Nothing but the lines from the one that contains "Please put a point on the person" to the end of the records should be printed, both ends included, exactly as given.

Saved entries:
..............................
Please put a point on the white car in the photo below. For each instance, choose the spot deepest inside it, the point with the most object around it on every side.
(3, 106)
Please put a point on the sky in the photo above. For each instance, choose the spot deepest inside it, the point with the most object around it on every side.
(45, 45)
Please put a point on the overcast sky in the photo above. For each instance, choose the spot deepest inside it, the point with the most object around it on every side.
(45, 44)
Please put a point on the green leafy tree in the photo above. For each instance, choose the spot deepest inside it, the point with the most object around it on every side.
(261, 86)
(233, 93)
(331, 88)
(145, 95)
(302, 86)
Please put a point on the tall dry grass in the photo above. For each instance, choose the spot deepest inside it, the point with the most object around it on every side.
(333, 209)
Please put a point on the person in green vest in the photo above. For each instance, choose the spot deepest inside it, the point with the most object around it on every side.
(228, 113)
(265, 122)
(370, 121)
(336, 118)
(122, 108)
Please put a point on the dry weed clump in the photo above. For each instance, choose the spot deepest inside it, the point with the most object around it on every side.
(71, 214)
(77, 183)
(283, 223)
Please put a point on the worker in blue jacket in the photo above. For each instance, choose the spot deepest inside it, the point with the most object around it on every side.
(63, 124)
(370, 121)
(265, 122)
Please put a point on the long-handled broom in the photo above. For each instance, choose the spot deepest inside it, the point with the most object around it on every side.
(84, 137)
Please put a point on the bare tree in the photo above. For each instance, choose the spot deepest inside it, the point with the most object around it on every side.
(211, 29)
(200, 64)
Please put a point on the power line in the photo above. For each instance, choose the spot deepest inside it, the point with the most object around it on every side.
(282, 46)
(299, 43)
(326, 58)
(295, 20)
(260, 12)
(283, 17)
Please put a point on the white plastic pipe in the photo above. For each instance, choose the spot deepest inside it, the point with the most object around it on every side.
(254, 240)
..............................
Written response:
Please put a point on the person in green vest in the photo above. For each instance, choose the spot deepest inside it, the point with the most object around it on every side.
(228, 113)
(265, 122)
(370, 121)
(336, 118)
(122, 108)
Please put a point on the dry weed clump in the photo above. For each instance, choose the spot deepest inside it, the point with the most object around it on every side.
(71, 214)
(77, 183)
(283, 223)
Please put a point on the worker in blue jacket in the photo above. For each instance, choose the spot deepest inside it, the point with the most object around it on every side.
(63, 124)
(370, 121)
(265, 122)
Please put a point on the long-handled broom in the photo above. For each instance, choose the spot deepest inside it, the point with the most object around it on every side.
(84, 137)
Please put a point on the bare tree in the photo above. For each instance, choose the spot deepest inside it, the point with the most object around it on every side.
(211, 29)
(200, 64)
Please put a point on the power line in the photo above. For each instance, choose the spot deepest inside it, the point with the most object around it on every side.
(282, 46)
(299, 43)
(326, 58)
(295, 20)
(260, 12)
(283, 17)
Please put a point on the white plastic pipe in the photo above. For each instance, choose the spot deepest inside it, the point with the most object around it on every side.
(254, 240)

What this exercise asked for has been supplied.